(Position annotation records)
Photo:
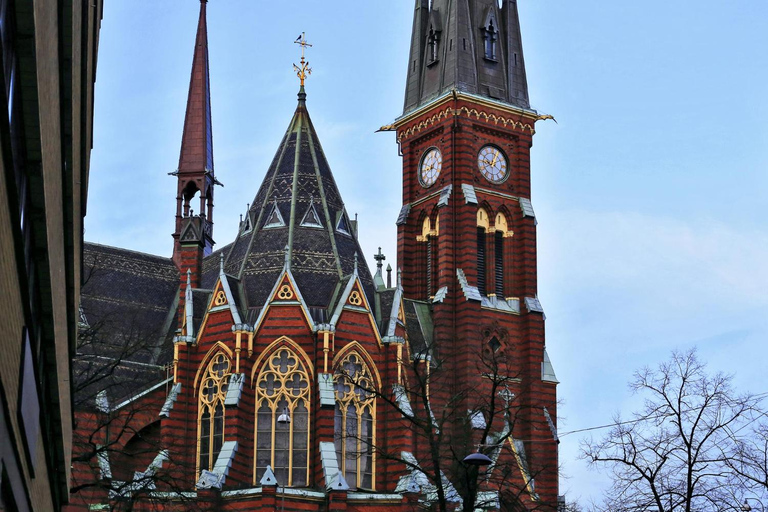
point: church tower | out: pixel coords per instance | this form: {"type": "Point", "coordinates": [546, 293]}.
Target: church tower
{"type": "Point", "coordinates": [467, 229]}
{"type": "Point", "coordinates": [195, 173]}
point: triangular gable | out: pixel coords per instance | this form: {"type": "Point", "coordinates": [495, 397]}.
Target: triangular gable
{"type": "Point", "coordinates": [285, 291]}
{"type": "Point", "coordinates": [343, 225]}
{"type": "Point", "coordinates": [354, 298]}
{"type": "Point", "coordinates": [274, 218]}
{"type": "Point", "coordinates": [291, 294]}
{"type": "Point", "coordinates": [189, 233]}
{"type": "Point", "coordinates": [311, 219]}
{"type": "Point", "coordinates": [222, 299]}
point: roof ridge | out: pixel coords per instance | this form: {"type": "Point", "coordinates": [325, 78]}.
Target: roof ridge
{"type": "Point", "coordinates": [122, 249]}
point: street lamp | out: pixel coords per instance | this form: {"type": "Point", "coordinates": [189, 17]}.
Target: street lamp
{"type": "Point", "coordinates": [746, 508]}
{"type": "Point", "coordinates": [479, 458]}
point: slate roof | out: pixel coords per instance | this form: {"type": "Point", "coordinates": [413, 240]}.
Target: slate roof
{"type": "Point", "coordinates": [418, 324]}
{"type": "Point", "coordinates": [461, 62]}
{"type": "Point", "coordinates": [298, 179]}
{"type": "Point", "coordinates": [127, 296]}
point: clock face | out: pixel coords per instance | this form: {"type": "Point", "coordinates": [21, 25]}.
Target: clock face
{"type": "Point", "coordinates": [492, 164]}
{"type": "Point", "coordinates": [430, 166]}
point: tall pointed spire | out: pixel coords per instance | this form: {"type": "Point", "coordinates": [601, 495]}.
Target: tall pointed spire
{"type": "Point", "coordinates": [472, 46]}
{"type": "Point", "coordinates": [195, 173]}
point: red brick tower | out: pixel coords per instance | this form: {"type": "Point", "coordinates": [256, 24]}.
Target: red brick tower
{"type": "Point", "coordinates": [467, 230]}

Set task = Are you able to set down all the lines above exactly, without any pictures?

Result below =
Photo:
point: church tower | out: pixel coords per instance | this form: {"type": "Point", "coordinates": [546, 293]}.
Target: church tower
{"type": "Point", "coordinates": [467, 229]}
{"type": "Point", "coordinates": [195, 173]}
point: triangular gable | out: pixel coords per instance | this form: {"type": "Point", "coordinates": [495, 397]}.
Target: triangular gable
{"type": "Point", "coordinates": [285, 291]}
{"type": "Point", "coordinates": [343, 225]}
{"type": "Point", "coordinates": [354, 298]}
{"type": "Point", "coordinates": [274, 218]}
{"type": "Point", "coordinates": [291, 294]}
{"type": "Point", "coordinates": [189, 233]}
{"type": "Point", "coordinates": [311, 219]}
{"type": "Point", "coordinates": [222, 299]}
point: roof ridge | out: pixel coords per instance | this form: {"type": "Point", "coordinates": [325, 78]}.
Target: roof ridge
{"type": "Point", "coordinates": [122, 249]}
point: street lamp | out: pixel coords per instance | this form: {"type": "Point", "coordinates": [189, 17]}.
Target: street lamp
{"type": "Point", "coordinates": [746, 508]}
{"type": "Point", "coordinates": [479, 458]}
point: slate roof | out: pixel coords per instance | this form: {"type": "Point", "coordinates": [413, 240]}.
Target: slate roof
{"type": "Point", "coordinates": [418, 324]}
{"type": "Point", "coordinates": [461, 62]}
{"type": "Point", "coordinates": [298, 179]}
{"type": "Point", "coordinates": [127, 296]}
point: clock face | out: pixel coords per instance | this form: {"type": "Point", "coordinates": [21, 25]}.
Target: clock face
{"type": "Point", "coordinates": [492, 164]}
{"type": "Point", "coordinates": [430, 166]}
point: tall pointed spire | out: pixel coords per instance | this form: {"type": "Point", "coordinates": [601, 495]}.
Target: tall pointed spire
{"type": "Point", "coordinates": [472, 46]}
{"type": "Point", "coordinates": [195, 173]}
point: red brick tower | out: pixel coords per instance | this form: {"type": "Point", "coordinates": [256, 24]}.
Target: red brick tower
{"type": "Point", "coordinates": [467, 230]}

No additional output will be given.